• [Task to carry out] Transcribe the listing below word for word, starting at the line that contains "Where can the white wall" and continuing through the end of the listing.

• [Coordinate annotation listing]
########

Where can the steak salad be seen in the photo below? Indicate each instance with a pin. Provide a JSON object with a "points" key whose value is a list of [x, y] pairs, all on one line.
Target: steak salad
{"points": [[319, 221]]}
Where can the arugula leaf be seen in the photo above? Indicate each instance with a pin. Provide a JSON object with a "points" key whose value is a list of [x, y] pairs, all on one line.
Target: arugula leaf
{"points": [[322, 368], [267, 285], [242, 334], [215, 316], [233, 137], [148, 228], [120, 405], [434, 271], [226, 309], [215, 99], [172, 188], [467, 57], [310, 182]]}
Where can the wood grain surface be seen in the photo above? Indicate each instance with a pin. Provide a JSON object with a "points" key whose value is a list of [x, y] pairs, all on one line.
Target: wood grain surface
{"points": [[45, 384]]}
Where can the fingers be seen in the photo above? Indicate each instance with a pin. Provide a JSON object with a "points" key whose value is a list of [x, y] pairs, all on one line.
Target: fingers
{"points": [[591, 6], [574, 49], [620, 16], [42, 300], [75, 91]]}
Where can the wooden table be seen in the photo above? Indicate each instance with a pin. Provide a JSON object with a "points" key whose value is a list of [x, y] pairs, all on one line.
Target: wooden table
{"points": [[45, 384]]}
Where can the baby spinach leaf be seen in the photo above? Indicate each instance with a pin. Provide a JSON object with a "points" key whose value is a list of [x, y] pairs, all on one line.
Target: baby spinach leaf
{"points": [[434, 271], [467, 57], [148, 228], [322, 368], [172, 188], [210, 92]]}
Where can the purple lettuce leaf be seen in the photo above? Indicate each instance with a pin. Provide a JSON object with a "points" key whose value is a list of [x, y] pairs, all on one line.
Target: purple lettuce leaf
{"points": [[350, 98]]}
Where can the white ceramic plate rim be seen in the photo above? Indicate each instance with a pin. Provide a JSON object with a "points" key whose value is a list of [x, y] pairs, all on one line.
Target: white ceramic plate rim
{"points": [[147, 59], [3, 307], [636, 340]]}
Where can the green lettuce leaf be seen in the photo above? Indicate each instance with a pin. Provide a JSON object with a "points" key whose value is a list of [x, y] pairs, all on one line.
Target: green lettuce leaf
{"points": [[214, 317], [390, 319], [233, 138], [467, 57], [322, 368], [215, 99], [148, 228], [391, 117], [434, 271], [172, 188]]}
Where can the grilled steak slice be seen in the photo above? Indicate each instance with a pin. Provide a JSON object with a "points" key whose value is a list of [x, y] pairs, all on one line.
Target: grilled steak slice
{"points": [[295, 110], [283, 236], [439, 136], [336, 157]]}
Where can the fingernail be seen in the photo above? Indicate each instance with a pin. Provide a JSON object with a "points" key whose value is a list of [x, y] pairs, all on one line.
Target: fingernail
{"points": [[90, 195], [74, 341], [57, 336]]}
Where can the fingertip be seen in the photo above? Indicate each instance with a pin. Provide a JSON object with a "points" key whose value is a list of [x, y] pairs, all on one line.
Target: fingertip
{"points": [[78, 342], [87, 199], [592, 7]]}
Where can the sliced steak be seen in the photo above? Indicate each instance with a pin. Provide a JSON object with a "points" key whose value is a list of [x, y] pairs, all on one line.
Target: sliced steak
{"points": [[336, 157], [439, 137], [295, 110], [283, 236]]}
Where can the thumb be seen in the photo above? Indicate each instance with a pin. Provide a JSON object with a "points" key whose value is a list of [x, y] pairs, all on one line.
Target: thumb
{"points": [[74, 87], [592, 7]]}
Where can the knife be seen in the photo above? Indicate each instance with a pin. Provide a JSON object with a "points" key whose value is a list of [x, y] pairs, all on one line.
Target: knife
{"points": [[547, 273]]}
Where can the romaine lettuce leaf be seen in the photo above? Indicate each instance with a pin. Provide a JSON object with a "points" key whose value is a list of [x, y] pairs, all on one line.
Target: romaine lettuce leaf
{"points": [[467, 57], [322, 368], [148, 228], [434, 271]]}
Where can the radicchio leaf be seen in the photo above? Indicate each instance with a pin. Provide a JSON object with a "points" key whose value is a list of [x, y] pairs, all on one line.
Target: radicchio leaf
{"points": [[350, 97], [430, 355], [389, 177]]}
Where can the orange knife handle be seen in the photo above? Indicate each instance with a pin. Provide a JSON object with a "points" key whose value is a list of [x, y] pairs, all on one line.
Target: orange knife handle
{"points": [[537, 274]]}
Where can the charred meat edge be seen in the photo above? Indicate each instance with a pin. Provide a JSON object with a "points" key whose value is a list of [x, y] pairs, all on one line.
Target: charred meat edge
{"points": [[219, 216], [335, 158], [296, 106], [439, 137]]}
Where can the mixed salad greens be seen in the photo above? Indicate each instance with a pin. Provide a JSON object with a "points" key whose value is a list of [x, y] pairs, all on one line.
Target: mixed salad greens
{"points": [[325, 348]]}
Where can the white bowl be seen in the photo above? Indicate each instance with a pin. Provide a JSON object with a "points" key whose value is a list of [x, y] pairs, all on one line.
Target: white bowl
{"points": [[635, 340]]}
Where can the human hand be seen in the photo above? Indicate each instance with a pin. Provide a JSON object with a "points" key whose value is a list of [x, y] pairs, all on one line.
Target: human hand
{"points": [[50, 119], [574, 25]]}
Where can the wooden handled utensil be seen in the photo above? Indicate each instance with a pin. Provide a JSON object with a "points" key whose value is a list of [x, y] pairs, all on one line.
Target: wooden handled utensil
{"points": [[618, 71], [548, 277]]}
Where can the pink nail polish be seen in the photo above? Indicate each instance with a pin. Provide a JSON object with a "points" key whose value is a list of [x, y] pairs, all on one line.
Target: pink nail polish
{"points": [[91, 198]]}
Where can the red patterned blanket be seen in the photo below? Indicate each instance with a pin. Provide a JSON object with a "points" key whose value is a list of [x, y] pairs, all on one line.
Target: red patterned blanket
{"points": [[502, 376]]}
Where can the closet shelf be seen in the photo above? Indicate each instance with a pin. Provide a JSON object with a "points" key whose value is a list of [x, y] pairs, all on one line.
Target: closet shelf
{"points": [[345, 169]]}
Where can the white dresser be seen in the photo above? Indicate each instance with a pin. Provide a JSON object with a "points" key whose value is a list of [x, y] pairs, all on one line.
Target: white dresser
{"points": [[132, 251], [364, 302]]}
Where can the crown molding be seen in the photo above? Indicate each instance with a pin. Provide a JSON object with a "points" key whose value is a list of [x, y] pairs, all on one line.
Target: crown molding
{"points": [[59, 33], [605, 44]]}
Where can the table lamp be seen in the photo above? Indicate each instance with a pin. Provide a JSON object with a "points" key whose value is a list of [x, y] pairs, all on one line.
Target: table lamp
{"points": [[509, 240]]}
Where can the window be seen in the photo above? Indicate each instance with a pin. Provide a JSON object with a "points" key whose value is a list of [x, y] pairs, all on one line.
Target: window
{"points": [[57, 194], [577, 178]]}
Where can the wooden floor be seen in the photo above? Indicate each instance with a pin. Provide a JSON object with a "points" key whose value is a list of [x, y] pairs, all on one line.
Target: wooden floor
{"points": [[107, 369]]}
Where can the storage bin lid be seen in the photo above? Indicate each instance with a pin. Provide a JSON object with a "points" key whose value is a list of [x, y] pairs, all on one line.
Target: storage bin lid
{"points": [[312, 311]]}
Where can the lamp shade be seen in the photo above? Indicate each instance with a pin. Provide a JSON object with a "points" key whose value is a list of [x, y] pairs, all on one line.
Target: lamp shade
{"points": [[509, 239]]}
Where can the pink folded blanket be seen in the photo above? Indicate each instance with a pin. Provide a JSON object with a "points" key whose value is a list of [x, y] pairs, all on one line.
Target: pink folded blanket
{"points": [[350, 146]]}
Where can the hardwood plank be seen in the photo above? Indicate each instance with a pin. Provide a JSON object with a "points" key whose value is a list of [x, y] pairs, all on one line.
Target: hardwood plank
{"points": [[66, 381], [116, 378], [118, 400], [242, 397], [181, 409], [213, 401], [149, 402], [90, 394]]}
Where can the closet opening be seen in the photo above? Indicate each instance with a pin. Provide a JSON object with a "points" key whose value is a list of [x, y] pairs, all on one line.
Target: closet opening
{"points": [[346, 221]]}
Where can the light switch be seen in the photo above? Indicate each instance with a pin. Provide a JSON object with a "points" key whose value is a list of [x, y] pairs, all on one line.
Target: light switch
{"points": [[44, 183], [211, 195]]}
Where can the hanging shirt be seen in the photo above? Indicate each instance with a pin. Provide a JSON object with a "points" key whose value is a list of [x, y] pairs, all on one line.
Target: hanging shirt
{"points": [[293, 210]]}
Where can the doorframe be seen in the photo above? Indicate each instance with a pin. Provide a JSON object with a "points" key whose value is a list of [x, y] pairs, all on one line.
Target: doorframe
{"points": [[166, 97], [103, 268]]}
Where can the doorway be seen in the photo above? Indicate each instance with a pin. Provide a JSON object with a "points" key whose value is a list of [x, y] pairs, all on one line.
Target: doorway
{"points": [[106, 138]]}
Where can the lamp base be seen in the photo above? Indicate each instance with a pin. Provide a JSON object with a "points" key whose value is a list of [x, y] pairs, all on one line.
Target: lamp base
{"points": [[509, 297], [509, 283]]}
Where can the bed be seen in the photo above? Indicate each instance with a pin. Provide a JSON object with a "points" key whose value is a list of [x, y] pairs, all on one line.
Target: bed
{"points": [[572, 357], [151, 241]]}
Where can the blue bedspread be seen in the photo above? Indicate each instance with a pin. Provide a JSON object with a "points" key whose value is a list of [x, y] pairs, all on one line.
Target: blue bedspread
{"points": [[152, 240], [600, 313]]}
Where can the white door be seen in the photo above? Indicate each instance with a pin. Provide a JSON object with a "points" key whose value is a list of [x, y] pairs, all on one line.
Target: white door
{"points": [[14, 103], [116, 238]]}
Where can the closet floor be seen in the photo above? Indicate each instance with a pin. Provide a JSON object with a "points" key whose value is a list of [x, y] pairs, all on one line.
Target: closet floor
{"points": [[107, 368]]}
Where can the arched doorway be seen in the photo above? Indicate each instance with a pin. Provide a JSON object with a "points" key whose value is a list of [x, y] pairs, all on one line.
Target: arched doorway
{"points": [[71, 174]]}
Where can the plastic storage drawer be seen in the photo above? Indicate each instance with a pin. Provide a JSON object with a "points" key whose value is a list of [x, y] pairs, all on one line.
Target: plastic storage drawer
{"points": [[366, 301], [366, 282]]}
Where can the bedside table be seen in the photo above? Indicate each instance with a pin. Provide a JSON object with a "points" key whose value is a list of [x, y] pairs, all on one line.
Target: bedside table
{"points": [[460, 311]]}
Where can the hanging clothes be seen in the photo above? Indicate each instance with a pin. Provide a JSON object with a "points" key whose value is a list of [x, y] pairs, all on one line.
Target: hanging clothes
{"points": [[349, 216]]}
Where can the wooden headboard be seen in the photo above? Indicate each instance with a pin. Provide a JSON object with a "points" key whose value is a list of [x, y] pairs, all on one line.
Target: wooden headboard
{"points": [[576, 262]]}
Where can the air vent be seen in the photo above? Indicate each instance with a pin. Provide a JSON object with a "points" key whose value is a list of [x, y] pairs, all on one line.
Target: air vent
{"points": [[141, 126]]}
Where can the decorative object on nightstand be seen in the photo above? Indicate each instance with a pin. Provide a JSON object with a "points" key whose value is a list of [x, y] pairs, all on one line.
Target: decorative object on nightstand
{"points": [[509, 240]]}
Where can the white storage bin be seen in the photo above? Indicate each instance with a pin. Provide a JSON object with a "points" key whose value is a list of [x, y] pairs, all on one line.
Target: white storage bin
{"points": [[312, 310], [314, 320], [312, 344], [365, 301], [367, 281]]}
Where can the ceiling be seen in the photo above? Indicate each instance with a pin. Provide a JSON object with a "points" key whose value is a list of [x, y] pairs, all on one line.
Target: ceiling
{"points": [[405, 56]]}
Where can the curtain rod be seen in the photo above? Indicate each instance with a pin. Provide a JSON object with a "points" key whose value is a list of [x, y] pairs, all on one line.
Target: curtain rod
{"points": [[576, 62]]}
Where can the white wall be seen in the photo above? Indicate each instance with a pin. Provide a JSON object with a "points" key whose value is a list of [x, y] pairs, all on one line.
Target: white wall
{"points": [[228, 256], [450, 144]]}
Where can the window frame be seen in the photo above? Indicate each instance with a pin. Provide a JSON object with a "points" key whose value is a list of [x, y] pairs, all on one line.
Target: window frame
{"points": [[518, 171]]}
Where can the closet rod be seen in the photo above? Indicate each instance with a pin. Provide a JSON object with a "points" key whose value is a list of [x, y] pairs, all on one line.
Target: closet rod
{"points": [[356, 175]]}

########

• [Final result]
Where can the white wall be seen in the photo above? Indicate each instance with a pin. Provide a JSON object with a "points" key whose value is a list of [x, y] pairs, all on one line.
Target: white wall
{"points": [[228, 256], [450, 144]]}
Where can the window frame be seen in the photo above? Indicate each instance with a pin. Provide a JSON object with a "points" key whose value is a list of [x, y] pairs, all on one line.
Target: window frame
{"points": [[518, 171]]}
Where can the closet rod be seen in the photo above? Indicate each instance with a pin. Provide a JSON object with a "points" key whose value is a list of [x, y] pairs, all on one line.
Target: closet rod
{"points": [[356, 175]]}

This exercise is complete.